General Programming

Home

About the Author

General Programming

Pascal

Delphi

C&C++

Visual Basic

SQL

JAVA Script

Links

1. Five steps to writing an effective program
2. Data sorting
3. Data searching
4. Recursion

Any questions mail me at general@teentwo.8m.com

1.Five steps to writing an effective program

The art of creating a sucesfull program lies in these five steps :

"Design of the algorithm: This is the stage where the problem to be solved is established and the best solution is proposed, also create schematic diagrams of the different proposals.

Coding the algorithm: This stage consist of writing the program in the programming language.

Translation to machine language: This is the creation of the object program, in other words, the written program as a sequence of ones and zeros that can be interpreted by the processor.

Test the program: This step is underrated andmostly forgotten, after the translation of the program into machine language, test the program.

The last stage is the elimination of detected faults. The correction of a fault normally requires the repetition of all the steps from the first or second."

From the 1996 "Assembler Tutorial of the University of Guadajara"

Any questions mail me at general@teentwo.8m.com

2.Data sorting

Sorting is not used very much in general, but as soon as you start using database related procedures it helps to sort your data in one way or the other.There are a few ways to sort data, the easy, the slow and hard, and the fast way.

1. Bubble sort
2. Selection sort
3. Insertion sort

There are of course other sorting methods like quicksort; mergesort and much more, these sorting methods are more complex.

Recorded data
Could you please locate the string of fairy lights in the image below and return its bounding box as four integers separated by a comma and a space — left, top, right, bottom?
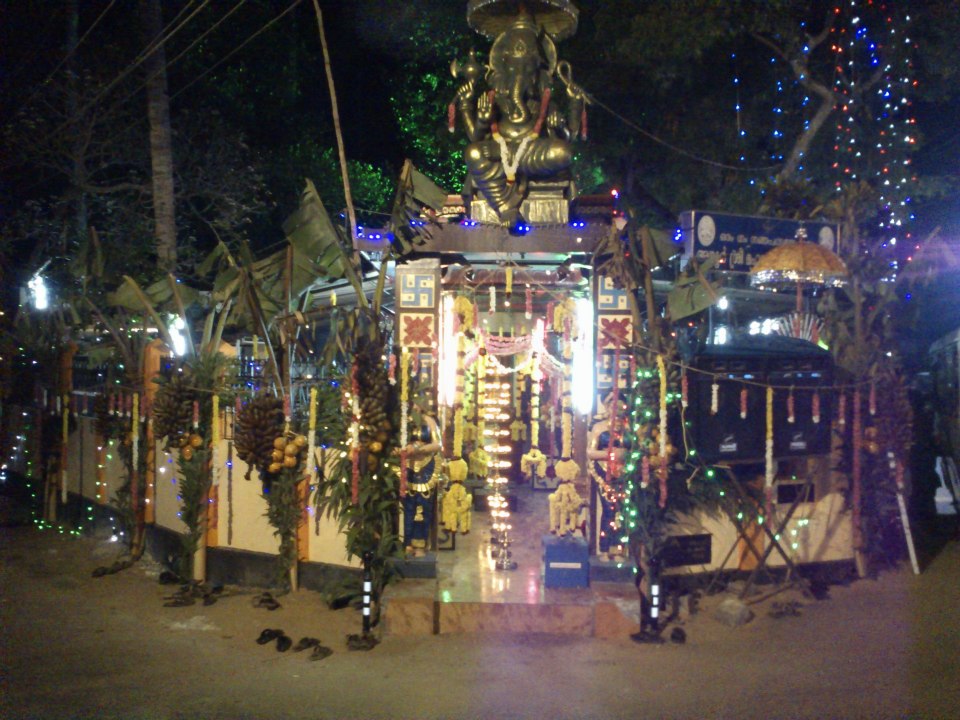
831, 0, 917, 262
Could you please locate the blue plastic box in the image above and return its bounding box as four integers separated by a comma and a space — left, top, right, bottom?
543, 535, 590, 587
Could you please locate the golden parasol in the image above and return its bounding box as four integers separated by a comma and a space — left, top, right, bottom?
467, 0, 580, 41
750, 228, 850, 312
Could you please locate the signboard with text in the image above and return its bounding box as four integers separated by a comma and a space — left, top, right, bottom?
679, 210, 840, 272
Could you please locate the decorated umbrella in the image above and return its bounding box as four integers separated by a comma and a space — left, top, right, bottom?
750, 227, 849, 312
467, 0, 579, 40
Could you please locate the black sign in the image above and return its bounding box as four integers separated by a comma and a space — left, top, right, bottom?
680, 210, 840, 272
662, 533, 713, 567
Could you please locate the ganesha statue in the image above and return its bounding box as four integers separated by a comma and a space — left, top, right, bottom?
450, 2, 587, 227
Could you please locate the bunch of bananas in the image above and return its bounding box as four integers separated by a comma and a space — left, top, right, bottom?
153, 373, 195, 448
267, 433, 307, 475
234, 395, 283, 479
177, 433, 203, 462
357, 350, 396, 452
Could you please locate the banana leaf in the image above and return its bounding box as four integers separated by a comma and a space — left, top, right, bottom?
282, 180, 367, 307
107, 278, 200, 312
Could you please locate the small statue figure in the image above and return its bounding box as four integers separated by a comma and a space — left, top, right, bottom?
441, 477, 473, 535
587, 393, 629, 560
451, 10, 586, 227
401, 409, 442, 557
547, 480, 583, 535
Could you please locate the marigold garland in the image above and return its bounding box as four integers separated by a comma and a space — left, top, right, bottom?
763, 387, 774, 514
453, 295, 474, 330
346, 362, 360, 505
554, 360, 580, 482
400, 348, 410, 497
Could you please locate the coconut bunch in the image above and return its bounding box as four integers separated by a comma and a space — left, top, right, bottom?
153, 373, 196, 448
93, 393, 129, 439
267, 432, 307, 475
356, 348, 395, 454
233, 395, 283, 480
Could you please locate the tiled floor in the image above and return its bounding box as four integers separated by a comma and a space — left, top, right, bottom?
386, 480, 637, 637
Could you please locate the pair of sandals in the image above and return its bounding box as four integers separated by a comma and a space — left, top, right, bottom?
163, 582, 223, 607
253, 592, 280, 610
769, 600, 803, 620
90, 560, 133, 577
257, 628, 333, 660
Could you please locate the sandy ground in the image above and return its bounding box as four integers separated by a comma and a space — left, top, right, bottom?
0, 500, 960, 719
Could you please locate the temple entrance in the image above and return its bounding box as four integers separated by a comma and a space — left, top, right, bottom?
426, 278, 608, 603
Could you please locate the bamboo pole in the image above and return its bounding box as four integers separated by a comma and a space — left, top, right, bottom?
313, 0, 357, 245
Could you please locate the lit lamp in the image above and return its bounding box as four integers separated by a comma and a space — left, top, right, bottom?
750, 227, 850, 312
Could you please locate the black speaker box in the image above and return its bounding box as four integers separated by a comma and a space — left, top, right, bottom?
686, 336, 833, 462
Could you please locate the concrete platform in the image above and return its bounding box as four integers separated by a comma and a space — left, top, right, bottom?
383, 488, 639, 637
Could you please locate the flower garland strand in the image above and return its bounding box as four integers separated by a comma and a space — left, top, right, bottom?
307, 386, 318, 489
400, 348, 410, 497
607, 339, 620, 478
763, 387, 774, 515
520, 320, 547, 476
350, 361, 360, 505
657, 355, 669, 509
554, 332, 580, 482
850, 388, 863, 551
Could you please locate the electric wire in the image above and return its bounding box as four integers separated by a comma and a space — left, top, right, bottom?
10, 0, 117, 110
170, 0, 303, 100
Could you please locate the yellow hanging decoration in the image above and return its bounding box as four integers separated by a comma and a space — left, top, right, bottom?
764, 387, 774, 489
657, 355, 667, 466
453, 295, 473, 330
210, 394, 220, 448
447, 407, 468, 482
553, 298, 577, 337
555, 363, 580, 482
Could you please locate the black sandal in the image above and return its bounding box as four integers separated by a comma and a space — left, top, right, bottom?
253, 593, 280, 610
257, 628, 283, 645
293, 637, 320, 652
310, 645, 333, 660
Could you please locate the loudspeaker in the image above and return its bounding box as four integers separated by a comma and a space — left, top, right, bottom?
686, 336, 833, 463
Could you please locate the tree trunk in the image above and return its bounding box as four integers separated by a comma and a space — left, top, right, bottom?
140, 0, 177, 272
64, 0, 88, 254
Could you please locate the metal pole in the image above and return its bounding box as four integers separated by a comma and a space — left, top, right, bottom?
363, 550, 373, 637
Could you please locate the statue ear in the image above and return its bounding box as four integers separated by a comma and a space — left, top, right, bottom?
540, 31, 557, 77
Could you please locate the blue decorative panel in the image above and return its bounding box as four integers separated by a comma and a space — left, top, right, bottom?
543, 535, 590, 587
597, 276, 627, 310
400, 273, 436, 308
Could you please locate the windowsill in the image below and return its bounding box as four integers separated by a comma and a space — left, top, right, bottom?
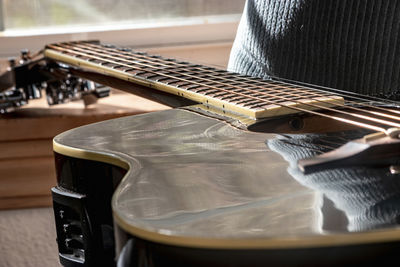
0, 15, 239, 57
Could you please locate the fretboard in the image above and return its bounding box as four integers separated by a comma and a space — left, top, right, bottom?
44, 42, 343, 119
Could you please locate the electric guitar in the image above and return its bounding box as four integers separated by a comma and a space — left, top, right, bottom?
40, 42, 400, 266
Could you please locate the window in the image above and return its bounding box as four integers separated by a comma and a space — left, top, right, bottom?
0, 0, 245, 31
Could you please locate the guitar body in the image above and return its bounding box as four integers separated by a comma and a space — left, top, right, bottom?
53, 109, 400, 266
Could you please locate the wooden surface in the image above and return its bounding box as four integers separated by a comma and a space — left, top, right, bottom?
0, 91, 167, 209
0, 43, 231, 209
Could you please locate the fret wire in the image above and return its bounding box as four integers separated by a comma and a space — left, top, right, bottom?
48, 45, 397, 131
76, 42, 400, 121
68, 44, 400, 127
94, 44, 400, 116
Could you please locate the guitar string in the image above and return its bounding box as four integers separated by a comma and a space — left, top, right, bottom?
47, 45, 390, 132
48, 42, 390, 132
57, 42, 400, 127
74, 44, 400, 124
79, 43, 400, 117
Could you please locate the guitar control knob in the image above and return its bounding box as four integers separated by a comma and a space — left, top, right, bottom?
63, 223, 82, 235
65, 238, 83, 249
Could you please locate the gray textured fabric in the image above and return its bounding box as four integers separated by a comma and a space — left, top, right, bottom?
228, 0, 400, 98
267, 131, 400, 231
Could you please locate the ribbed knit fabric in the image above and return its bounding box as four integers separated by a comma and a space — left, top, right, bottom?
267, 131, 400, 231
228, 0, 400, 99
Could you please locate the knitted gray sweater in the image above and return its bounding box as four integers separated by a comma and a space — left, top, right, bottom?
228, 0, 400, 231
228, 0, 400, 98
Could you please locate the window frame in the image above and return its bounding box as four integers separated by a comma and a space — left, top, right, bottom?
0, 13, 240, 58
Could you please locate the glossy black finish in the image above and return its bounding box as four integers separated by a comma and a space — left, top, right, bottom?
118, 236, 400, 267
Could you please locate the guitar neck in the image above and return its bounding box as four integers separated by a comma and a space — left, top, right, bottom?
44, 41, 343, 119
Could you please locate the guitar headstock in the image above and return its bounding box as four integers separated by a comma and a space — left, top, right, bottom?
0, 46, 110, 113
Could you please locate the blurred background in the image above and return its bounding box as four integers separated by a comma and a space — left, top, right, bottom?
2, 0, 244, 30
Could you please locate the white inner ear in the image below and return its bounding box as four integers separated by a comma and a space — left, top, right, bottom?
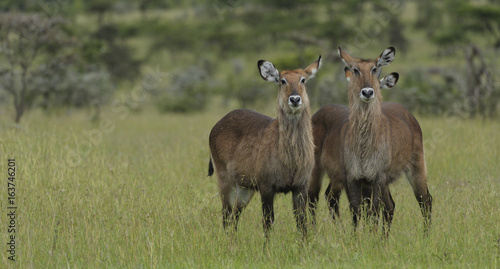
259, 61, 279, 83
377, 49, 395, 67
380, 75, 396, 89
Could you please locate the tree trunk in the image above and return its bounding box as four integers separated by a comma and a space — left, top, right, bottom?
14, 104, 24, 124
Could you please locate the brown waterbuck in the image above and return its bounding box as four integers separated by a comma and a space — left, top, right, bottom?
308, 47, 432, 234
208, 56, 321, 239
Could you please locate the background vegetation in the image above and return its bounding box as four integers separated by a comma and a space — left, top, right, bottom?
0, 0, 500, 122
0, 0, 500, 268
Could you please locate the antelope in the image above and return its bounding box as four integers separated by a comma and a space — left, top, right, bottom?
308, 47, 432, 234
208, 56, 321, 239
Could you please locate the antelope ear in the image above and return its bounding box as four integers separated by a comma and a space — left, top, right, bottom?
304, 55, 322, 79
377, 47, 396, 68
344, 66, 352, 81
257, 60, 280, 83
380, 73, 399, 89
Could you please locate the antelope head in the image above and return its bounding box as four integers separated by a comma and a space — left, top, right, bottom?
339, 47, 399, 104
257, 55, 321, 115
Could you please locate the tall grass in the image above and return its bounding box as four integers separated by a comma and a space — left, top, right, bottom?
0, 110, 500, 268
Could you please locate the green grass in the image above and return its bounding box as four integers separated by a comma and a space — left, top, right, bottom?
0, 109, 500, 268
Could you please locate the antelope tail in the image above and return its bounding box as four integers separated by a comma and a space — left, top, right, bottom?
208, 158, 214, 177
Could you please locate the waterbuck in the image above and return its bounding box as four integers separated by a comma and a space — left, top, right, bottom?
208, 56, 321, 239
308, 47, 432, 234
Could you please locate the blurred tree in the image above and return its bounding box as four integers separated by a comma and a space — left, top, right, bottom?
0, 13, 114, 123
0, 13, 64, 123
155, 66, 213, 113
84, 0, 117, 25
82, 24, 141, 82
431, 0, 500, 117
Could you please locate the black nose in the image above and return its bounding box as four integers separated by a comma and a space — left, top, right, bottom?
288, 95, 300, 106
361, 88, 373, 98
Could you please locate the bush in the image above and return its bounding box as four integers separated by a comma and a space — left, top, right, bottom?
156, 66, 213, 113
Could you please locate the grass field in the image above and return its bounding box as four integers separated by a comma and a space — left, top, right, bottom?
0, 109, 500, 268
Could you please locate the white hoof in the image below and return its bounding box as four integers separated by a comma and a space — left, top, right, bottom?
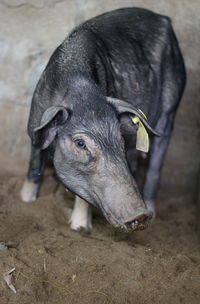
69, 196, 92, 232
145, 200, 156, 219
20, 180, 39, 202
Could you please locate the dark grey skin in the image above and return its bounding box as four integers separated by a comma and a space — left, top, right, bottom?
22, 8, 186, 231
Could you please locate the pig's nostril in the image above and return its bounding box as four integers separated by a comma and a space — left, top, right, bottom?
125, 214, 152, 230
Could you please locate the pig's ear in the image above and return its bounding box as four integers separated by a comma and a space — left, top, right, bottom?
32, 106, 69, 149
106, 97, 160, 136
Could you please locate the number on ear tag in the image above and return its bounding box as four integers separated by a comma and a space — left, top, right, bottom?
132, 110, 149, 152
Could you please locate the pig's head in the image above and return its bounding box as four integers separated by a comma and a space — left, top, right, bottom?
33, 77, 158, 231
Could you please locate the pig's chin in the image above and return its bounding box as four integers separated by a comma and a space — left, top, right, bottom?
97, 205, 152, 232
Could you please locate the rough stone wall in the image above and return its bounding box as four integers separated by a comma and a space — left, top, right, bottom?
0, 0, 200, 190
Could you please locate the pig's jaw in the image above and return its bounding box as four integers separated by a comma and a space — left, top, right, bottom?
97, 204, 153, 232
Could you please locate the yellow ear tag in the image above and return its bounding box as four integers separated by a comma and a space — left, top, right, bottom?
132, 109, 149, 152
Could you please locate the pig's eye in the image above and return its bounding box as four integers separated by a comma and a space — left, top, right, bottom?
75, 139, 86, 149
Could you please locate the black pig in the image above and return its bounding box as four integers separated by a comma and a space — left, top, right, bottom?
21, 8, 186, 231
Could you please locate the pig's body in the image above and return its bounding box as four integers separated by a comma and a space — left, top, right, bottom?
22, 8, 185, 229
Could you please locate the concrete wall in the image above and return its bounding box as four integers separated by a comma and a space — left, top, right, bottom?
0, 0, 200, 190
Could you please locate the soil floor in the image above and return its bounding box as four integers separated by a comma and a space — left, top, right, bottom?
0, 160, 200, 304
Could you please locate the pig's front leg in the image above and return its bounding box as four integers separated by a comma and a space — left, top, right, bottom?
143, 113, 174, 217
20, 146, 45, 202
69, 196, 92, 231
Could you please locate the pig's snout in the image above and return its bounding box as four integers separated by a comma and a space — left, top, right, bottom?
125, 212, 153, 231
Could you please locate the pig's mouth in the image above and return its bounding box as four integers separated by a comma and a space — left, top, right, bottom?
97, 200, 153, 232
125, 213, 153, 231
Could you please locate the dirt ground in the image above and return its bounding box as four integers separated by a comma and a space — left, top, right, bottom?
0, 160, 200, 304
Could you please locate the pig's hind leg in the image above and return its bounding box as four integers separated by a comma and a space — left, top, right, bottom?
20, 146, 46, 202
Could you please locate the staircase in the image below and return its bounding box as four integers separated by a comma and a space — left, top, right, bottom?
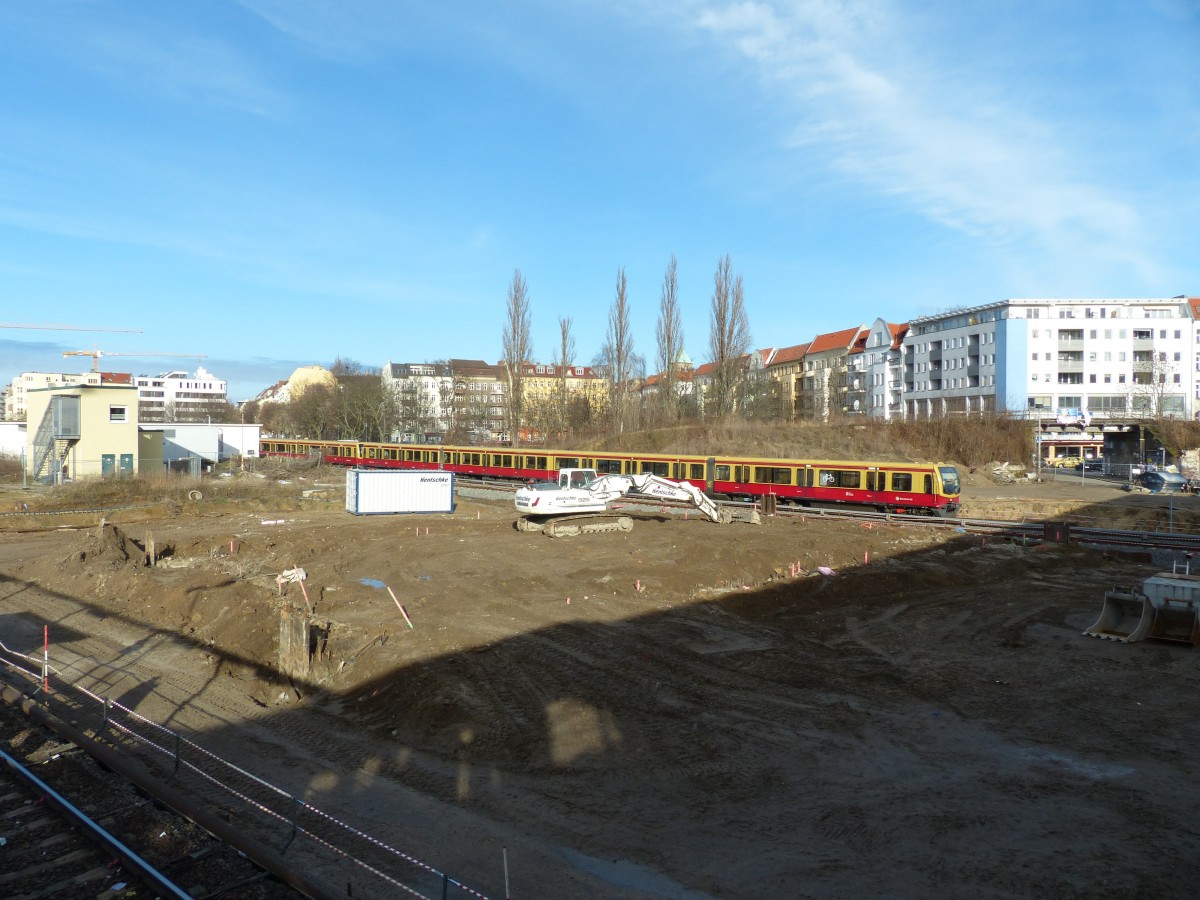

▶ Task requirements
**a)** Copy, word for word, the stretch of the programming tutorial page from "1. Five steps" through "the programming language.".
**b)** Answer these questions using the programming tutorial page:
(i) What is the object program?
(ii) Which three sorting methods appear in the numbered list?
(iii) What source is credited for the five steps?
**c)** Take the programming tutorial page further, starting after its last sentence on more complex sorting methods.
These records are separate from the programming tutorial page.

▶ Written responses
**a)**
1. Five steps to writing an effective program
2. Data sorting
3. Data searching
4. Recursion

Any questions mail me at general@teentwo.8m.com

1.Five steps to writing an effective program

The art of creating a sucesfull program lies in these five steps :

"Design of the algorithm: This is the stage where the problem to be solved is established and the best solution is proposed, also create schematic diagrams of the different proposals.

Coding the algorithm: This stage consist of writing the program in the programming language.

**b)**
(i) It is the written program as a sequence of ones and zeros that can be interpreted by the processor.
(ii) Bubble sort, selection sort, and insertion sort.
(iii) The 1996 "Assembler Tutorial of the University of Guadajara."

**c)**
Bubble sort :

This is the easy sorting method, it compares the first number with the second, if the second is smaller than the first, it swaps them, else it just ignores it, and goes on. It continues to tests the number with the following number.

Ex.
1 5 3 8 7 4 6 9 2
Test the 1 and the 5, The 5 is larger leaves the 1 and continues with the 5.
1 5 3 8 7 4 6 9 2
Test the 5 and 3. The 3 is smaller so it swaps the 5 and the 3.
1 3 5 8 7 4 9 2
Test the 5 and the 8, The 8 is larger leaves the 5 and continues with the 8.
1 3 5 8 7 4 9 2
Test the 8 and 7. The 7 is smaller so it swaps the 8 and the 7.
1 3 5 7 8 4 9 2
Test the 8 and 4. The 4 is smaller so it swaps the 8 and the 4.
1 3 5 7 4 8 9 2
Test the 8 and the 9, The 9 is larger leaves the 8 and continues with the 9.
1 3 5 7 4 8 9 2
Test the 9 and 2. The 2 is smaller so it swaps the 9 and the 2.
1 3 5 7 4 8 2 9
It is the end, it goes back to the first number.

Now it has stepped through all the numbers once, these steps are continued till there are no more numbers left to swap. Here are the rest of the steps.

1 3 5 4 7 2 8 9
1 3 4 5 2 7 8 9
1 3 4 2 5 7 8 9
1 3 2 4 5 7 8 9
1 2 3 4 5 7 8 9

Selection sort :

This sorting is easy to understand but harder to program. Selection sort seeks the smallest element and places it in front. Now the first number is sorted. It continues by the second number and goes through the array looking for the smallest one and swap them, now the third number, and so forth.

Ex.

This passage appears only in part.